## WORK TO DO
Reproduce word for word the lines of the records that run from the line holding "of the yellow" through the end of the records, including both the first and last lines.

Start TASK DATA

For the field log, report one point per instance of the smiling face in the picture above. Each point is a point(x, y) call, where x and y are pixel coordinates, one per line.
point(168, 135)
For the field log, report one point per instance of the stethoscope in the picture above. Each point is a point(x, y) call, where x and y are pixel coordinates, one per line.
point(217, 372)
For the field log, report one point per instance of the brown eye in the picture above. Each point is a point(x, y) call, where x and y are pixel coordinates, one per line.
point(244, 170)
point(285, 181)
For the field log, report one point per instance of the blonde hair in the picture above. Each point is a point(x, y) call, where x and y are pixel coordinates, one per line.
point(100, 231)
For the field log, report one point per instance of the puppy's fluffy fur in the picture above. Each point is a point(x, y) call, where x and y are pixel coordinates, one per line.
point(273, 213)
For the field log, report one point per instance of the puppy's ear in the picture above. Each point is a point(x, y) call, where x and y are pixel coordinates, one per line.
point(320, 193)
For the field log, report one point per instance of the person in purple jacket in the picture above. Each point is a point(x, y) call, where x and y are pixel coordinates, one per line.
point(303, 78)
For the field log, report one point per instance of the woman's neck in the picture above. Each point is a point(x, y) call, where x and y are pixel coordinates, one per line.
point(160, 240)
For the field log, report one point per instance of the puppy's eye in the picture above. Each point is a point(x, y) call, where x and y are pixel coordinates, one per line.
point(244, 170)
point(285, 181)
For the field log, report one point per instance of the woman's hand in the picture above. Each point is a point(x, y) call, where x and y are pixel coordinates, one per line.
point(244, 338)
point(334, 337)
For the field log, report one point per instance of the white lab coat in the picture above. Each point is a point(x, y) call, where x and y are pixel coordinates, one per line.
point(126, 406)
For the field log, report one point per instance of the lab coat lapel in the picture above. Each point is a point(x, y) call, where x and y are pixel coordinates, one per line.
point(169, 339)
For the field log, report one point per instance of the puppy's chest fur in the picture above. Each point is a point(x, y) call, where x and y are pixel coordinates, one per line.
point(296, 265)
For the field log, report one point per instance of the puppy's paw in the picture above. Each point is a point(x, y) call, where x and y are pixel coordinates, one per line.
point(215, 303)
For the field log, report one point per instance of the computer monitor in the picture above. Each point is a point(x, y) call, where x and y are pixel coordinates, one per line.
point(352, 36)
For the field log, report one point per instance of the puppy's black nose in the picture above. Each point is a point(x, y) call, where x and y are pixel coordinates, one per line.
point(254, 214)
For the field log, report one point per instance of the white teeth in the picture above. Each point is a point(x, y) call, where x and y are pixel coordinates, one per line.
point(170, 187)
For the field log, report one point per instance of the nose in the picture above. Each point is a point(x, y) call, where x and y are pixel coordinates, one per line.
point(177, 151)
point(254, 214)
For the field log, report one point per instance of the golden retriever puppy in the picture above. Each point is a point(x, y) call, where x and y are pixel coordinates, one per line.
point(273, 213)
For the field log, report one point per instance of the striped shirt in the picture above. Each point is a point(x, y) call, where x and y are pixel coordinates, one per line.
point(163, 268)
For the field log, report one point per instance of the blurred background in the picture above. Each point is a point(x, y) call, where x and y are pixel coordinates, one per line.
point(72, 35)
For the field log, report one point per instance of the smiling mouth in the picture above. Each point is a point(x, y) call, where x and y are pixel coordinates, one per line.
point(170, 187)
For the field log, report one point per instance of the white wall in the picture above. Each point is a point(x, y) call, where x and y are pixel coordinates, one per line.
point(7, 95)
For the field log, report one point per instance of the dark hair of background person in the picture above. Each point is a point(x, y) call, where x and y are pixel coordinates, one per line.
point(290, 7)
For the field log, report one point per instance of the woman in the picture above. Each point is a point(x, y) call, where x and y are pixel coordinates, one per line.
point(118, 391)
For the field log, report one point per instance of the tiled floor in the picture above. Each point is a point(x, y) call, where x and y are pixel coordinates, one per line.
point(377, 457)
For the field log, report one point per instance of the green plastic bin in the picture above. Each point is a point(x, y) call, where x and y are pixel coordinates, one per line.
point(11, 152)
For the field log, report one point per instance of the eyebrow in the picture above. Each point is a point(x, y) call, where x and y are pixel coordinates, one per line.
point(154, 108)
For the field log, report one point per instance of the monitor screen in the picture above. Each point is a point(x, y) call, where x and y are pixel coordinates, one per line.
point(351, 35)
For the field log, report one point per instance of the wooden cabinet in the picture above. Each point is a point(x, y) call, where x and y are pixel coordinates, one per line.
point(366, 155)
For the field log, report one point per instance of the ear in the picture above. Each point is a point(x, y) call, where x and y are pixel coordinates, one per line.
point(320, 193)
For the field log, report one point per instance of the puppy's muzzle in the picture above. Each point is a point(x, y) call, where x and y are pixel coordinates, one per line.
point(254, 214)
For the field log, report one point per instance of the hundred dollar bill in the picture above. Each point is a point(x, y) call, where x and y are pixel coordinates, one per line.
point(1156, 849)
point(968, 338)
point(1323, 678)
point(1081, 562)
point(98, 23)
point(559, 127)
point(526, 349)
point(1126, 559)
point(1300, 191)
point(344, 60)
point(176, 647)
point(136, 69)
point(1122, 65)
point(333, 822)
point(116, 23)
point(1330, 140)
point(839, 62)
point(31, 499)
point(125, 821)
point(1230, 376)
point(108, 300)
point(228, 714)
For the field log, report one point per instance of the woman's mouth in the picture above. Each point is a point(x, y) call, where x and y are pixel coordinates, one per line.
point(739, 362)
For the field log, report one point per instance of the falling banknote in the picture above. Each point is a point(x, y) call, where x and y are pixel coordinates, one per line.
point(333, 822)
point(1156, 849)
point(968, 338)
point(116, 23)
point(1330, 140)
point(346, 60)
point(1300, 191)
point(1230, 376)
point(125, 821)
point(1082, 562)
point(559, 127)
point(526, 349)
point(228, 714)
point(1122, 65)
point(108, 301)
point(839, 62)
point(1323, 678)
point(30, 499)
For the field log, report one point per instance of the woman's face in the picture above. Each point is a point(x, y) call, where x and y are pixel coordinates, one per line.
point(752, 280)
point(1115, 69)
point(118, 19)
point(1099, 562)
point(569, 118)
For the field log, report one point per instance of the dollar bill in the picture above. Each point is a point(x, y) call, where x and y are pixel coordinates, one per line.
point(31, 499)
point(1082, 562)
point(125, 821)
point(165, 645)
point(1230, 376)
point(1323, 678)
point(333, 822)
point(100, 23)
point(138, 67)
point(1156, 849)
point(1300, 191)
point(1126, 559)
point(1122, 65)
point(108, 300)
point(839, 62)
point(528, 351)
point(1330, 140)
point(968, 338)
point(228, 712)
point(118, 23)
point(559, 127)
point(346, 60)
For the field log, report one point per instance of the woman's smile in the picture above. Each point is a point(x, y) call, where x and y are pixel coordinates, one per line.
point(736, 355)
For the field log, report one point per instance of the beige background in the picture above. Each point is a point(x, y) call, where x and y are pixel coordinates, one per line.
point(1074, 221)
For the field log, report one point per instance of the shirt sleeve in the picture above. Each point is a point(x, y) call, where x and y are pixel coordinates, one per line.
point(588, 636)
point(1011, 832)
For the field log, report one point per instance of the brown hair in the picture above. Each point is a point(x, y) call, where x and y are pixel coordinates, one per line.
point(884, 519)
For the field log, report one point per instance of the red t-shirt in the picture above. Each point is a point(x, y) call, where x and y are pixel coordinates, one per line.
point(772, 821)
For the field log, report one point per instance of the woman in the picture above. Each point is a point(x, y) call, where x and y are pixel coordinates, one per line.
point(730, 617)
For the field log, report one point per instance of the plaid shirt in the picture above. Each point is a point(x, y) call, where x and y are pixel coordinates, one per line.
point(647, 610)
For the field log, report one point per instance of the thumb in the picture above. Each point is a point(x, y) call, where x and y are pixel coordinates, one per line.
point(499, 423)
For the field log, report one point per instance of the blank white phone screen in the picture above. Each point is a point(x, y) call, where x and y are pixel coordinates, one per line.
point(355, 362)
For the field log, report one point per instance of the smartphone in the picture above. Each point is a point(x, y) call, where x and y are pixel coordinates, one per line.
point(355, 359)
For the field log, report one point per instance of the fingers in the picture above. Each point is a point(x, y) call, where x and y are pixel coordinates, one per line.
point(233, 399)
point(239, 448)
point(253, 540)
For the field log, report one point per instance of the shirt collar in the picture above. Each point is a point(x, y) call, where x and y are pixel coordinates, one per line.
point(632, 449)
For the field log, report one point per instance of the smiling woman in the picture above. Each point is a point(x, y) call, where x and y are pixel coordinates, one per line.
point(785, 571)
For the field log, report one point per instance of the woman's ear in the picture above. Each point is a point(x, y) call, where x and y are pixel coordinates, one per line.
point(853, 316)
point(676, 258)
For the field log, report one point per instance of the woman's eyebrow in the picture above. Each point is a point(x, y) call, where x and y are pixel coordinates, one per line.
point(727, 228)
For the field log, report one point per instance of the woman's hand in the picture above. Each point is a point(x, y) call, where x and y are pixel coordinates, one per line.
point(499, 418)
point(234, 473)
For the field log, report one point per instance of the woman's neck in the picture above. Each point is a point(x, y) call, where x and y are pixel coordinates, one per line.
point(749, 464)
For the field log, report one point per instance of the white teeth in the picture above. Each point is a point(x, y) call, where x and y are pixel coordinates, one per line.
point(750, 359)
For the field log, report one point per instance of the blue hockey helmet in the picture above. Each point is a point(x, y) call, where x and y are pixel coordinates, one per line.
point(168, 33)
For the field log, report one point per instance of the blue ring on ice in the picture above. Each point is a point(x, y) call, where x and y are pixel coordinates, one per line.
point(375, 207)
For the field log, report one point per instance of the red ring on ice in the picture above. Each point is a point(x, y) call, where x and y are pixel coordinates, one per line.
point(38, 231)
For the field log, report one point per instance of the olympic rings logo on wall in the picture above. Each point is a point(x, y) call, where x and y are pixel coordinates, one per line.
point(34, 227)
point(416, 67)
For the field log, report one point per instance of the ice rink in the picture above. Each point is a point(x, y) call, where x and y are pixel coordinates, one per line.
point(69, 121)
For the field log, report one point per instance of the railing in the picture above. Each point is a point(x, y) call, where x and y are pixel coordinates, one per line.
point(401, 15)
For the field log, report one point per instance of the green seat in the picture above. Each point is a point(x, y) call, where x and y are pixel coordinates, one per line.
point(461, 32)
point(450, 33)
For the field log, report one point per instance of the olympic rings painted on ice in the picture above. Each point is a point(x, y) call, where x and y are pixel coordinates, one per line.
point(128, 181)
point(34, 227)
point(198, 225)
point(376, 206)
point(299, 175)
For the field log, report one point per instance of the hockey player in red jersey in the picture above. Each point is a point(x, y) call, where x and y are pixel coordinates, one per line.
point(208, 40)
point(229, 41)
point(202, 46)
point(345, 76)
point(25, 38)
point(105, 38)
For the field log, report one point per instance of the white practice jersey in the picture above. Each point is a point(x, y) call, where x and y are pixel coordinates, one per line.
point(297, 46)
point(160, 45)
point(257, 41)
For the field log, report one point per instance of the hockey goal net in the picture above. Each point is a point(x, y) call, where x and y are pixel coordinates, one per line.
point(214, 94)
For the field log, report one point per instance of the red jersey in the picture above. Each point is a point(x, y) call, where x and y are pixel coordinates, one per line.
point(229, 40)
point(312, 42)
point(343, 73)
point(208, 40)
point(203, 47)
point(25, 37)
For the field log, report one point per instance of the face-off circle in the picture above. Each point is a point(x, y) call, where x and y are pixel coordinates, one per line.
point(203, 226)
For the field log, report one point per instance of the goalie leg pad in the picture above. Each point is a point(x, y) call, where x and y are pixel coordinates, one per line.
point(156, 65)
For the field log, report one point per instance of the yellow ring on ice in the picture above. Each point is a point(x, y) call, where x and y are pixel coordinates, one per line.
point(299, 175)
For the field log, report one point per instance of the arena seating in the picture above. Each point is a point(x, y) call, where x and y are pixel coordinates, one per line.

End TASK DATA

## WORKED SOLUTION
For the field log, report one point per instance of the yellow ring on ice in the picture above. Each point is a point(x, y) call, where x and y are pixel coordinates, one per line.
point(299, 175)
For the field log, report one point per instance of the arena seating in the picture above. Each point is a point(x, y) call, where x and y are pixel coordinates, one per line.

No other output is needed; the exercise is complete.